▶ _Problem statement_: Rewrite the rows from the line containing "of the poppy" through the end of the rows, substituting "one dot" for "a single point" and leaving everything else unchanged.

Position annotation rows:
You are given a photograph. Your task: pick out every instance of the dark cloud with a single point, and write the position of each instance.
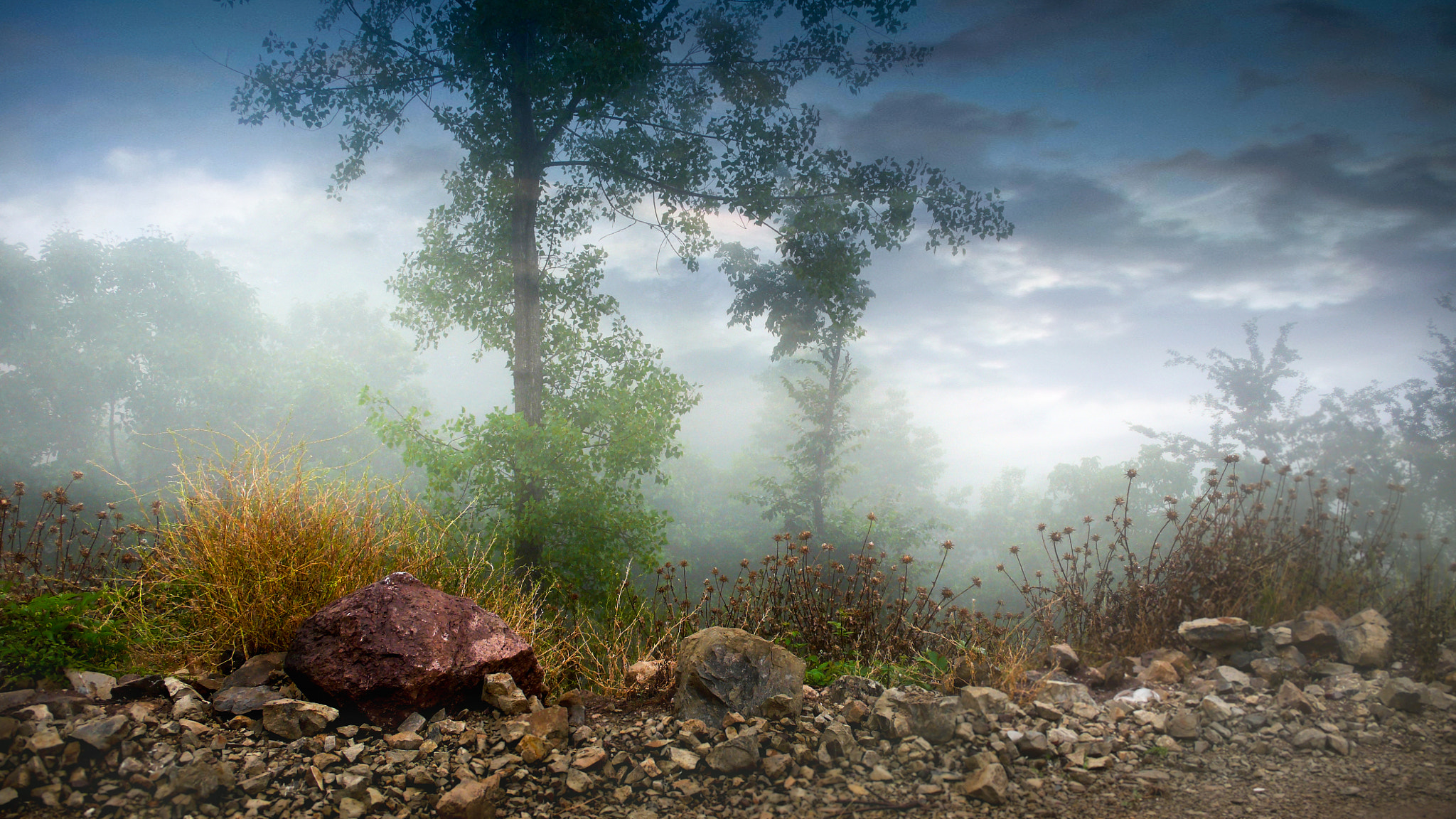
(1336, 169)
(1014, 28)
(948, 132)
(1328, 22)
(1250, 82)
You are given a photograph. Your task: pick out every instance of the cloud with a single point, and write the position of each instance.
(273, 225)
(1251, 82)
(1015, 28)
(933, 126)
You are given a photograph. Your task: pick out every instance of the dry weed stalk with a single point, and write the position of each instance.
(1264, 548)
(62, 547)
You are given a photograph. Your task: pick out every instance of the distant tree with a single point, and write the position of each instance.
(1428, 422)
(107, 347)
(1253, 412)
(571, 111)
(803, 309)
(129, 355)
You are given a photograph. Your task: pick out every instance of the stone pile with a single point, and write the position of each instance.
(1250, 707)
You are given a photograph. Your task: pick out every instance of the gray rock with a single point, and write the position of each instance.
(1229, 678)
(851, 687)
(201, 777)
(915, 712)
(245, 700)
(1184, 724)
(471, 799)
(989, 784)
(1219, 636)
(503, 694)
(1403, 694)
(1312, 739)
(987, 703)
(1065, 658)
(91, 684)
(293, 719)
(261, 669)
(102, 735)
(840, 744)
(722, 670)
(1066, 694)
(1366, 645)
(739, 754)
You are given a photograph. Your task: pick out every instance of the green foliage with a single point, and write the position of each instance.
(126, 355)
(44, 636)
(612, 413)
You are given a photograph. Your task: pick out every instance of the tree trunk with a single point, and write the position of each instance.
(526, 363)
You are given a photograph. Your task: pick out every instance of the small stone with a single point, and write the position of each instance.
(471, 799)
(1289, 695)
(1312, 739)
(404, 741)
(1184, 724)
(989, 784)
(503, 694)
(739, 754)
(102, 735)
(46, 742)
(1403, 694)
(294, 719)
(579, 781)
(589, 756)
(1064, 658)
(91, 684)
(683, 758)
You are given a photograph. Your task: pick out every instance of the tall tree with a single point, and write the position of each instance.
(814, 298)
(583, 109)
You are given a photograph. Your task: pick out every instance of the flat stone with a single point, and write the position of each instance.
(471, 799)
(259, 669)
(245, 700)
(91, 684)
(739, 754)
(293, 719)
(989, 784)
(102, 735)
(1219, 636)
(722, 670)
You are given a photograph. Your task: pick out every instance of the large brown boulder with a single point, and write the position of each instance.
(400, 646)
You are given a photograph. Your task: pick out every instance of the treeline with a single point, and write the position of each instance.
(122, 358)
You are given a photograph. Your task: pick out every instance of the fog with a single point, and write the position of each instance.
(1172, 169)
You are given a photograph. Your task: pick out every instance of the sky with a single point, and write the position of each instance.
(1172, 169)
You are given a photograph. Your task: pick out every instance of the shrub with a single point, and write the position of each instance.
(258, 542)
(1265, 550)
(44, 636)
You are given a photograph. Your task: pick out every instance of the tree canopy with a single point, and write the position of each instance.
(567, 112)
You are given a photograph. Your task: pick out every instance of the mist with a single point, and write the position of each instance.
(1172, 169)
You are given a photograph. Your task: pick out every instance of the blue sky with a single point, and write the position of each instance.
(1172, 168)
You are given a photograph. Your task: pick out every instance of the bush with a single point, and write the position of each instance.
(1264, 550)
(44, 636)
(259, 542)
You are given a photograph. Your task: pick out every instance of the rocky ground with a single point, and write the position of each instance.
(1324, 744)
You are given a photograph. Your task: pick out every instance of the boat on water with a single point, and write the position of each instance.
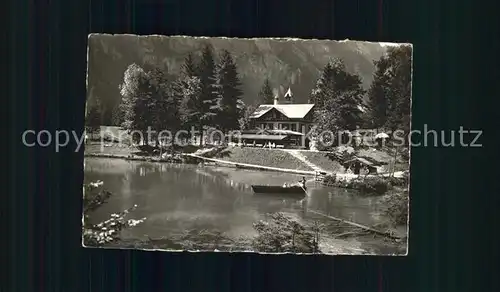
(295, 190)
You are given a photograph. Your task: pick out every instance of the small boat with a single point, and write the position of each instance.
(278, 189)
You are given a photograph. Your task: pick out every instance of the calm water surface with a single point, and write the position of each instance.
(179, 197)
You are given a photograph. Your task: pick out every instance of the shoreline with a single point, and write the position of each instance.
(231, 164)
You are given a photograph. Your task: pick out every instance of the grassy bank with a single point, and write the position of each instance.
(264, 157)
(323, 161)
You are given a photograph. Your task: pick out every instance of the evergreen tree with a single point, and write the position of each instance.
(189, 91)
(228, 94)
(390, 92)
(337, 97)
(137, 101)
(378, 94)
(93, 117)
(266, 95)
(399, 88)
(206, 74)
(189, 68)
(245, 119)
(117, 116)
(164, 107)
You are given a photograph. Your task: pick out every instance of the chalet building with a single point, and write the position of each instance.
(283, 116)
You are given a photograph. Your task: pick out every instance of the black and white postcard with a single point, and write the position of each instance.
(262, 145)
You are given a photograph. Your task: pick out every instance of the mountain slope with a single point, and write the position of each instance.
(287, 63)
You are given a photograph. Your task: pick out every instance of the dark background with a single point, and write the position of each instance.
(452, 244)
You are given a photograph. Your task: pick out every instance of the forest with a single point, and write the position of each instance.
(207, 94)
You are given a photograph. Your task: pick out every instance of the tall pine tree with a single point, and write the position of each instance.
(164, 104)
(266, 95)
(378, 103)
(93, 117)
(189, 91)
(390, 92)
(228, 93)
(136, 102)
(189, 68)
(206, 73)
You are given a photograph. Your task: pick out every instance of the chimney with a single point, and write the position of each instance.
(288, 95)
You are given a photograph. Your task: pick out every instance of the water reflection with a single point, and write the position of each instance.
(176, 197)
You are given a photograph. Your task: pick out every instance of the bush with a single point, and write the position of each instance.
(371, 185)
(283, 234)
(108, 231)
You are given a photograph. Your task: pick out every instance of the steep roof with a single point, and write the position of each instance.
(292, 111)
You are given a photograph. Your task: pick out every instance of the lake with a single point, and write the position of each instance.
(175, 198)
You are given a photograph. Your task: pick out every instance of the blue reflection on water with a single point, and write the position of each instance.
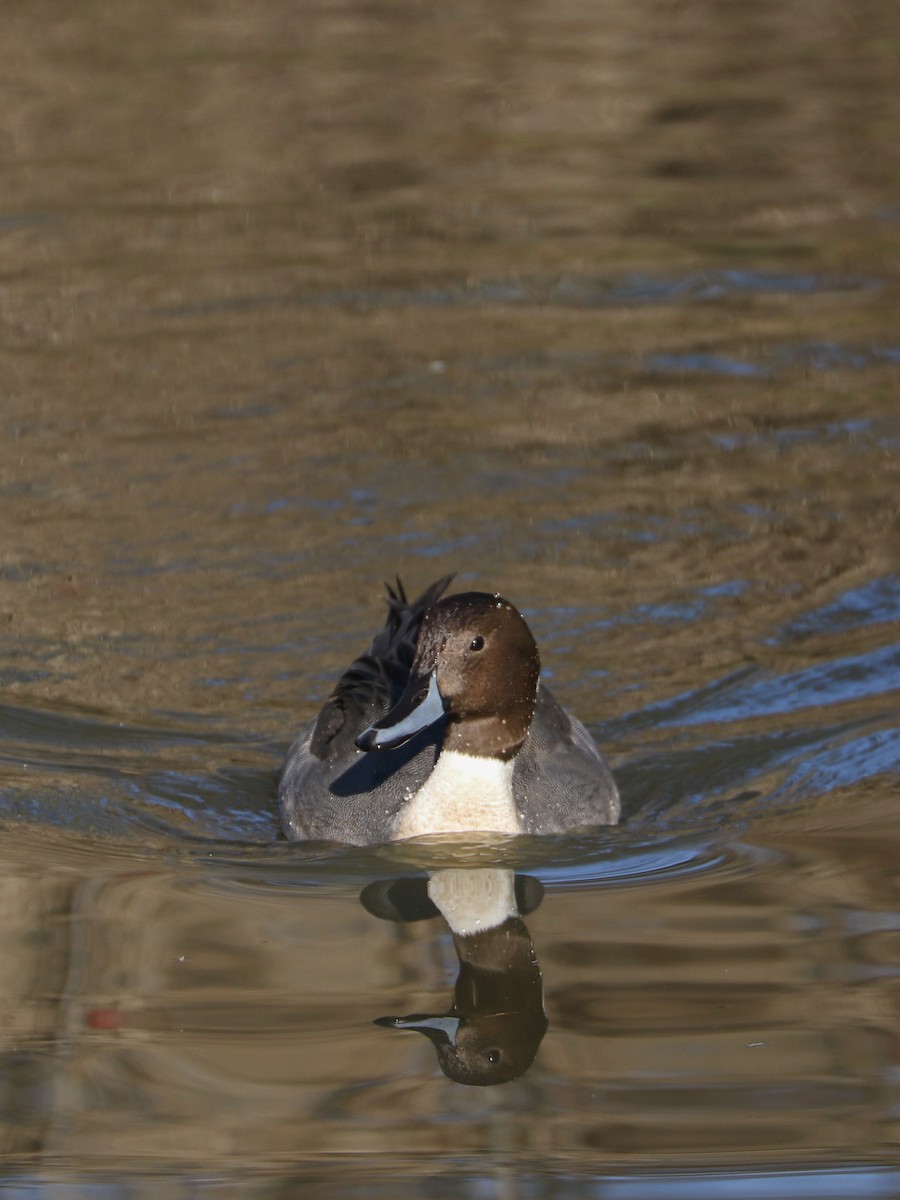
(834, 682)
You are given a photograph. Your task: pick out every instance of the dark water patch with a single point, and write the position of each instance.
(774, 363)
(874, 603)
(365, 1175)
(570, 291)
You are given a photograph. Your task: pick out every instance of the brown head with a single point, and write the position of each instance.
(477, 665)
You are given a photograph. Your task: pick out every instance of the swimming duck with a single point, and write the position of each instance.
(444, 726)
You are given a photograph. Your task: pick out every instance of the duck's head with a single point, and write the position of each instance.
(477, 666)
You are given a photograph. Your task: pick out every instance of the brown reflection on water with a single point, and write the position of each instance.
(205, 207)
(190, 1015)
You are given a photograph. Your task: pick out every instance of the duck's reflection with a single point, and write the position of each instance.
(492, 1030)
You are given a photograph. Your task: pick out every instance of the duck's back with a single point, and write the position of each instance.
(329, 789)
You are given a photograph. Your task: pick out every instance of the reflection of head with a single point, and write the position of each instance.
(496, 1023)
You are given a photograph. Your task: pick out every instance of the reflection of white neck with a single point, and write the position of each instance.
(472, 901)
(465, 793)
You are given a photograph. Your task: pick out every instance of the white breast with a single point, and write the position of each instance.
(465, 793)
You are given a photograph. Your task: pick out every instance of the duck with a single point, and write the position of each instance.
(444, 726)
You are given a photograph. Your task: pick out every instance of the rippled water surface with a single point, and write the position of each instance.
(595, 305)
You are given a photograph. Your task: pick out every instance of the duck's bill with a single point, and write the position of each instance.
(438, 1029)
(418, 708)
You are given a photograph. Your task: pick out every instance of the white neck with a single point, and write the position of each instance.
(465, 793)
(472, 901)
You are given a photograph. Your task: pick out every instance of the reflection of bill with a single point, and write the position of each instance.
(496, 1023)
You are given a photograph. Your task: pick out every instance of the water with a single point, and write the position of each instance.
(595, 307)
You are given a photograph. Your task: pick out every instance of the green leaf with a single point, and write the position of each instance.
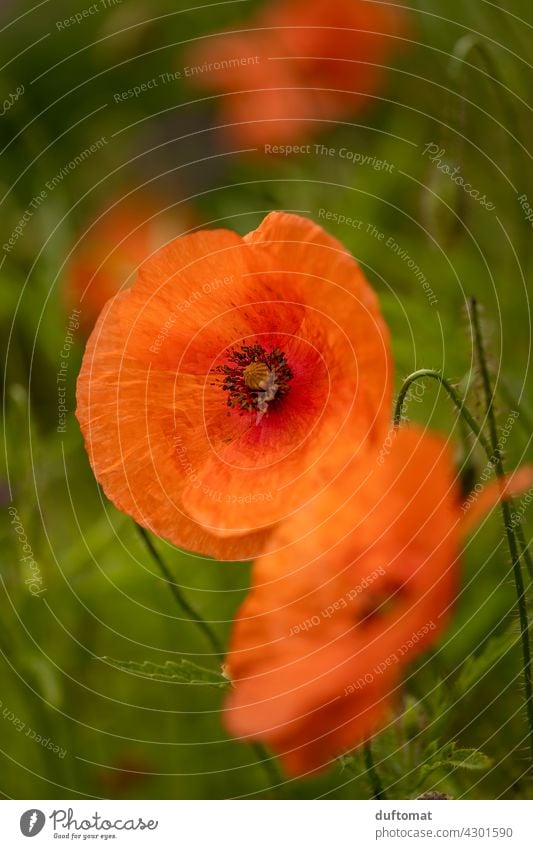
(448, 758)
(182, 672)
(476, 666)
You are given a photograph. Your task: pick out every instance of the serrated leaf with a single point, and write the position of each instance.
(182, 672)
(476, 666)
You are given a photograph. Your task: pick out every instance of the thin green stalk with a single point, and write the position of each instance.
(180, 599)
(377, 788)
(506, 513)
(474, 427)
(493, 453)
(269, 764)
(459, 403)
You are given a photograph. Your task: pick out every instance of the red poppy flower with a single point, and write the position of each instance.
(110, 252)
(212, 388)
(355, 587)
(303, 61)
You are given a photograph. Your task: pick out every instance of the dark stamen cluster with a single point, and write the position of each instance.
(254, 378)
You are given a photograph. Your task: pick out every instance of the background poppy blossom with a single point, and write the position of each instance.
(301, 61)
(211, 389)
(356, 586)
(112, 249)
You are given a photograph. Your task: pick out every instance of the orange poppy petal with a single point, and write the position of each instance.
(141, 468)
(511, 486)
(163, 350)
(356, 585)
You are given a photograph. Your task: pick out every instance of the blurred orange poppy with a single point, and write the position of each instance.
(111, 250)
(355, 587)
(212, 388)
(301, 62)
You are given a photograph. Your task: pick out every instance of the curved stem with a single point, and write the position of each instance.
(377, 788)
(493, 452)
(269, 764)
(457, 400)
(185, 605)
(506, 513)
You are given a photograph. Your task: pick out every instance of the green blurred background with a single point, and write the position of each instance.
(127, 737)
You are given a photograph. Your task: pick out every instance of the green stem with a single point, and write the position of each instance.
(474, 427)
(459, 403)
(269, 765)
(267, 762)
(377, 788)
(182, 602)
(506, 513)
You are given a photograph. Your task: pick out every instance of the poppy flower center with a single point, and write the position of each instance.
(254, 378)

▶ _Expected output_:
You are given a photograph. Your task: pick out every instance of the poppy flower center with one dot, and write the position of each instance.
(254, 378)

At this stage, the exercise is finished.